_WHAT YOU SHOULD DO_
Reproduce the listing below verbatim, from its first line through the line containing "POLYGON ((74 170, 79", with both of those lines included.
============================================================
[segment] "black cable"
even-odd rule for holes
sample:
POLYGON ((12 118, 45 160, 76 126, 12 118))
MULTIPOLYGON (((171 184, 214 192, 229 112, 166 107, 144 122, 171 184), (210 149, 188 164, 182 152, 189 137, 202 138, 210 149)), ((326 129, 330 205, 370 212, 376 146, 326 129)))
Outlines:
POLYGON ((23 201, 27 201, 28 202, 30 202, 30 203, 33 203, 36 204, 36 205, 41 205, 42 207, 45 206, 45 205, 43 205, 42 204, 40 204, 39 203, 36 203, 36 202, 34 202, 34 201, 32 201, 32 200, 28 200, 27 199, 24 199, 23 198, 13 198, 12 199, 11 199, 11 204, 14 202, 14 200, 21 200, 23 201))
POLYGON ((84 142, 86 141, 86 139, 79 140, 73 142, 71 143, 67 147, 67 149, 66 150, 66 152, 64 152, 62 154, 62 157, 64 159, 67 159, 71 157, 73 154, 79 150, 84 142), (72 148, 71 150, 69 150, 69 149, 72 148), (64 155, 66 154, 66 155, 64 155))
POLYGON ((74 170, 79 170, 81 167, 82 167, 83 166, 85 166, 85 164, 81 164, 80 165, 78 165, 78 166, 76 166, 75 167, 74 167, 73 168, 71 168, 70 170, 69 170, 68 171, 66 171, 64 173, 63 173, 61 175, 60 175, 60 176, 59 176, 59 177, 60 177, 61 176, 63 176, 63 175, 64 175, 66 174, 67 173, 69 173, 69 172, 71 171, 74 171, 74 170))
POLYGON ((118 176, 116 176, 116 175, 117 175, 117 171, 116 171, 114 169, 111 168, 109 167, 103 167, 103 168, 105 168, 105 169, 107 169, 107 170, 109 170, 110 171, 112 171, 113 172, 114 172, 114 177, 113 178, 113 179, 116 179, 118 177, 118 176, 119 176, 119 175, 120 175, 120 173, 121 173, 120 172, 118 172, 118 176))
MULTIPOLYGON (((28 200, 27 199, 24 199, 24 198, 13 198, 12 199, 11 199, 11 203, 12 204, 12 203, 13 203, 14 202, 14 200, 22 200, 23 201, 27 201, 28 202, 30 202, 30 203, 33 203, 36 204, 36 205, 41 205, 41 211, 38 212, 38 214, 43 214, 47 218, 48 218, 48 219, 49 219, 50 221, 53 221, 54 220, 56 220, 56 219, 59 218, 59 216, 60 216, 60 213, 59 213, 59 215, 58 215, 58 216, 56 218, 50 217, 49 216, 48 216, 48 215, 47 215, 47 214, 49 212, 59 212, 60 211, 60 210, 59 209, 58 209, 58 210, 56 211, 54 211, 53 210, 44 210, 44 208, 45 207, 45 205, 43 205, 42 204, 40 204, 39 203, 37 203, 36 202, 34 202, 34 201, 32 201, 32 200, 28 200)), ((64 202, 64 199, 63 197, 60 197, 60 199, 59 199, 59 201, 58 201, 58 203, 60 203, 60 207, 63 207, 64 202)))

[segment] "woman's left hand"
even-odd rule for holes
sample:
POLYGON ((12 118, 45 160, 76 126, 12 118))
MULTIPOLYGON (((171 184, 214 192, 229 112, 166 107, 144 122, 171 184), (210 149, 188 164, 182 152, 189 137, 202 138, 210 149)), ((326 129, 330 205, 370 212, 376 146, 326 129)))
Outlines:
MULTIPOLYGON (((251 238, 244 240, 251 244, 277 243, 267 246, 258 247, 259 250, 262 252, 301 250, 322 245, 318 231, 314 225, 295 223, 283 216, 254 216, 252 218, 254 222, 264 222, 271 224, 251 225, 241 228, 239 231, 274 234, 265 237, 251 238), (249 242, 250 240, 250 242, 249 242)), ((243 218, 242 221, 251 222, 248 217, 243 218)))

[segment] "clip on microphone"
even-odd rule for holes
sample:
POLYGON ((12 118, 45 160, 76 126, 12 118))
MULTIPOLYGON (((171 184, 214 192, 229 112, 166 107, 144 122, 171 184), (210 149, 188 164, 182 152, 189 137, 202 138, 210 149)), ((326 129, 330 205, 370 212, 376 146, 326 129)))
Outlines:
============================================================
_SOLUTION FOR THIS PROBLEM_
[segment] "black cable"
even-odd rule for holes
sample:
POLYGON ((12 118, 45 160, 76 126, 12 118))
MULTIPOLYGON (((171 184, 214 192, 229 112, 166 107, 144 122, 171 184), (210 149, 188 164, 182 152, 189 137, 202 138, 210 149)), ((326 129, 330 205, 370 212, 376 146, 326 129)))
Outlines:
POLYGON ((23 201, 27 201, 28 202, 30 202, 30 203, 33 203, 36 204, 36 205, 41 205, 42 207, 45 206, 45 205, 43 205, 42 204, 40 204, 39 203, 36 203, 36 202, 34 202, 34 201, 32 201, 32 200, 28 200, 27 199, 24 199, 23 198, 13 198, 12 199, 11 199, 11 204, 14 202, 14 200, 21 200, 23 201))
POLYGON ((84 142, 86 141, 86 139, 79 140, 73 142, 71 143, 67 147, 67 149, 66 150, 66 152, 64 152, 62 154, 62 157, 64 159, 67 159, 71 157, 73 154, 79 150, 84 142), (72 148, 71 150, 69 150, 69 149, 72 148), (64 155, 66 154, 66 155, 64 155))
POLYGON ((74 170, 79 170, 81 167, 82 167, 83 166, 85 166, 85 164, 81 164, 80 165, 78 165, 78 166, 76 166, 75 167, 74 167, 73 168, 71 168, 70 170, 69 170, 68 171, 66 171, 64 173, 63 173, 61 175, 60 175, 60 176, 59 176, 59 177, 60 177, 61 176, 63 176, 63 175, 64 175, 66 174, 67 173, 69 173, 69 172, 71 171, 74 171, 74 170))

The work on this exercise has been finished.